Repeat, exactly and alone, every line from the line that contains "of the hardwood" to the end of the entries.

**GIVEN RECORDS**
>>>>
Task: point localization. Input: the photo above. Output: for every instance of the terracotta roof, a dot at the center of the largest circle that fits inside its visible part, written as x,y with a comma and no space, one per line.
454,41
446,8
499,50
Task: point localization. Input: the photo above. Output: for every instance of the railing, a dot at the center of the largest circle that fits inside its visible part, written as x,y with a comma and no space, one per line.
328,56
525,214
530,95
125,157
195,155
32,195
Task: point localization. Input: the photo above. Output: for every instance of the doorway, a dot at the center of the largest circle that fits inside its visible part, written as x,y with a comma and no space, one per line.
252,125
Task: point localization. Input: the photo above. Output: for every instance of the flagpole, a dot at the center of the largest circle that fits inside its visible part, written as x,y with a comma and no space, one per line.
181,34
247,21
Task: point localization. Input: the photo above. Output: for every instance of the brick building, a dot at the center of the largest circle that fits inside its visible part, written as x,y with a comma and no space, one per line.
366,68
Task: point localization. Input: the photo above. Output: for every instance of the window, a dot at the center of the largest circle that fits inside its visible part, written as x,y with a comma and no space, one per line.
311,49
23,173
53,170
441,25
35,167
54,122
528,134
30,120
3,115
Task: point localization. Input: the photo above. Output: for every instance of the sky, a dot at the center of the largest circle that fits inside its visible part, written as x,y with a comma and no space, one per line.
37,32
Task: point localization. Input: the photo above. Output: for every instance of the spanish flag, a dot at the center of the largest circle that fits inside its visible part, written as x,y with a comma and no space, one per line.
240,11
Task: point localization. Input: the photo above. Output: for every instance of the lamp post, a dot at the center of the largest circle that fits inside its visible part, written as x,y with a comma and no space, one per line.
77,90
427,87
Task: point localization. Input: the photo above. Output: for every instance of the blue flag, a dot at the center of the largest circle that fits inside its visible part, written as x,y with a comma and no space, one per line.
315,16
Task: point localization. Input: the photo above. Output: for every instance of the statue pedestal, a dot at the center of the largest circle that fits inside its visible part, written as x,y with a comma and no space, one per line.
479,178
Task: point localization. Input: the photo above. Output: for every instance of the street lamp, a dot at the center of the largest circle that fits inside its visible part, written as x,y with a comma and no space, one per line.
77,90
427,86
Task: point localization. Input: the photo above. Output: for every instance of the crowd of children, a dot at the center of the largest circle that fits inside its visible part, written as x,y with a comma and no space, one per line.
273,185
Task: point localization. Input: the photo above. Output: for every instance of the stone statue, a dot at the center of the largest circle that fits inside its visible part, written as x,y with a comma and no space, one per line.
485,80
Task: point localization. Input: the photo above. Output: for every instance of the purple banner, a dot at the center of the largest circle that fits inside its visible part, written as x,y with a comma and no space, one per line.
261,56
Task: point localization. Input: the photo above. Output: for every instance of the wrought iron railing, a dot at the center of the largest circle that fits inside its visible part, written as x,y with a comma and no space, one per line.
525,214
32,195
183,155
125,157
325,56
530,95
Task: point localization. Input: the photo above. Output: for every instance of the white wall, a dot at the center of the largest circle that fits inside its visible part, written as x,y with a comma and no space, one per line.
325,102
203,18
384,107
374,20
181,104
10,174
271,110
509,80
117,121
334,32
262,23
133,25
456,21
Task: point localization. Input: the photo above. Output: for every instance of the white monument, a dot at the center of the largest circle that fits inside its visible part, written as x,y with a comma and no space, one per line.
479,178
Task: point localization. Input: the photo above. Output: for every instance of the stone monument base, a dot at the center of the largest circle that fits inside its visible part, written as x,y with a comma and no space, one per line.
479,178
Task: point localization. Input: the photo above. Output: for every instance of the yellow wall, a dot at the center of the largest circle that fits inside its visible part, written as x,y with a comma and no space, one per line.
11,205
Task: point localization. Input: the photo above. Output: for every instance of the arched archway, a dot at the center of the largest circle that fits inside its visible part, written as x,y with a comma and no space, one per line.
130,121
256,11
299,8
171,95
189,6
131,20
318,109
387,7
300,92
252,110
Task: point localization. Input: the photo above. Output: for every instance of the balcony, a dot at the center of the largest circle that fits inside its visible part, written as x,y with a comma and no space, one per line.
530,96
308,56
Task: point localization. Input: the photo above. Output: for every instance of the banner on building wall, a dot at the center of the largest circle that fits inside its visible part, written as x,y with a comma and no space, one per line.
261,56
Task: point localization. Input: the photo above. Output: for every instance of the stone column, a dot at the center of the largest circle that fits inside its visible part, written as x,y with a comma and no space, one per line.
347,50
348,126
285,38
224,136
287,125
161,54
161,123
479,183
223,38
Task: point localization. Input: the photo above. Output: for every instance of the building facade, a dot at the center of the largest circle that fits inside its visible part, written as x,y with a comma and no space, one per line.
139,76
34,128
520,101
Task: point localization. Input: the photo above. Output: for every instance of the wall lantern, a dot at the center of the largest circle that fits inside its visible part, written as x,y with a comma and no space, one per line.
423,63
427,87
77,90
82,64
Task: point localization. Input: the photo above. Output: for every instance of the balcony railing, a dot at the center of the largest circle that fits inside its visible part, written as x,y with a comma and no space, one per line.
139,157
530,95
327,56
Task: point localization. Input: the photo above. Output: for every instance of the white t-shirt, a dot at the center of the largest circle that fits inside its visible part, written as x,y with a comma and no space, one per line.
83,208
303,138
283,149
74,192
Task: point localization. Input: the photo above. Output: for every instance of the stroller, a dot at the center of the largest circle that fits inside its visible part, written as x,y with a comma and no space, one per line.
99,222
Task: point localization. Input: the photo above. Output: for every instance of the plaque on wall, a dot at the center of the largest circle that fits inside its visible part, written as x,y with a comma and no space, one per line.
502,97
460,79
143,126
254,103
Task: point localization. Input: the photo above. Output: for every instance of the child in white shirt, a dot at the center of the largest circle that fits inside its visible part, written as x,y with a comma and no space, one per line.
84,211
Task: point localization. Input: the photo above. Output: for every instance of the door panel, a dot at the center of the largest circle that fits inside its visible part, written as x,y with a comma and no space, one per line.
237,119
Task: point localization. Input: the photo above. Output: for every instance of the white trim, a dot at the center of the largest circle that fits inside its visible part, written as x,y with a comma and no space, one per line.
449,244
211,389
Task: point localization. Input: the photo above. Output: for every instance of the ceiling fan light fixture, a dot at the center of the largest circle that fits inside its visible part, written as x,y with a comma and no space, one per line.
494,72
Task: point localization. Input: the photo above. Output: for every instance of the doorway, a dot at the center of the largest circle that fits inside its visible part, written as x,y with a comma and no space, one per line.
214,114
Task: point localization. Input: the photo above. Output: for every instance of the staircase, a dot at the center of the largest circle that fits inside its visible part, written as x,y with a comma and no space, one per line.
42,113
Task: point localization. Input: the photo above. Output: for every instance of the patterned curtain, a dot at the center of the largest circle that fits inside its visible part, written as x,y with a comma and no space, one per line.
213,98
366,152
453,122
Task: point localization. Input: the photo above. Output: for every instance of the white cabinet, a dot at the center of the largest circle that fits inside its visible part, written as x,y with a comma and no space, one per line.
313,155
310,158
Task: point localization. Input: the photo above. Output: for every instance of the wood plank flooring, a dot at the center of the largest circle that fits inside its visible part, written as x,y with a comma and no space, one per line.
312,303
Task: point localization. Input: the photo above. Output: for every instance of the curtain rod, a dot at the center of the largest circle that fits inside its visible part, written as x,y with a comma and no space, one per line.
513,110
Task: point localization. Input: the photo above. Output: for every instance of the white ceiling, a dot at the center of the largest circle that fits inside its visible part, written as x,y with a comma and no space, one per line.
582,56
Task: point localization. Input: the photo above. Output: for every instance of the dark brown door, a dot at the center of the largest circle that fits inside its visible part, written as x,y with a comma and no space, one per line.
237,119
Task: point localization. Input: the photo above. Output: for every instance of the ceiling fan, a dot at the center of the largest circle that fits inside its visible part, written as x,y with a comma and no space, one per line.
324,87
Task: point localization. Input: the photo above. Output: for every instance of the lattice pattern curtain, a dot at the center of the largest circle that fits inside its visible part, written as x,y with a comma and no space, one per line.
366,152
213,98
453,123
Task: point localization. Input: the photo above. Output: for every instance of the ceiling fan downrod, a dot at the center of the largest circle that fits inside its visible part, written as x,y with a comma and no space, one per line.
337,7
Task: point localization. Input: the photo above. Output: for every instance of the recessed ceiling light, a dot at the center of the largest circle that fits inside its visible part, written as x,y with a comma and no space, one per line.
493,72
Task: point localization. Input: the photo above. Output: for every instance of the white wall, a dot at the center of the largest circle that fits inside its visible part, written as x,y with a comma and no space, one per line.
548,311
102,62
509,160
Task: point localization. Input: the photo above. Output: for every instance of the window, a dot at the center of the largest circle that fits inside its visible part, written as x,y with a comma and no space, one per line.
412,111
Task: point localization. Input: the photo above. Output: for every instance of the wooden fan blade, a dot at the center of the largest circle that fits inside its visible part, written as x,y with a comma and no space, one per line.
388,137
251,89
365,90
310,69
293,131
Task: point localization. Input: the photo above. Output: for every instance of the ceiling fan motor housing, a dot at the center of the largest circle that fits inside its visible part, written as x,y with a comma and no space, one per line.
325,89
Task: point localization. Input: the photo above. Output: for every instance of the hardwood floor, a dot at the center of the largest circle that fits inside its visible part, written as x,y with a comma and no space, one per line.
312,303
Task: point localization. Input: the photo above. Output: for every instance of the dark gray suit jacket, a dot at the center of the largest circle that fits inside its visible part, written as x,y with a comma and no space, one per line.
<<<<
**RESULT OF THE EXERCISE**
Task: point localization. Input: the photo above. Output: for every instance of the hardwood floor, a dot at the center of the largest circle that fits inside its visible part, written as x,y with a comma and no space, one per line.
312,303
Task: point localization. Input: the photo above. Output: for every instance of the dark gray suit jacket, a dot at the center of the largest circle that fits inside its visible part, written as x,y with a comma and no space, one per line.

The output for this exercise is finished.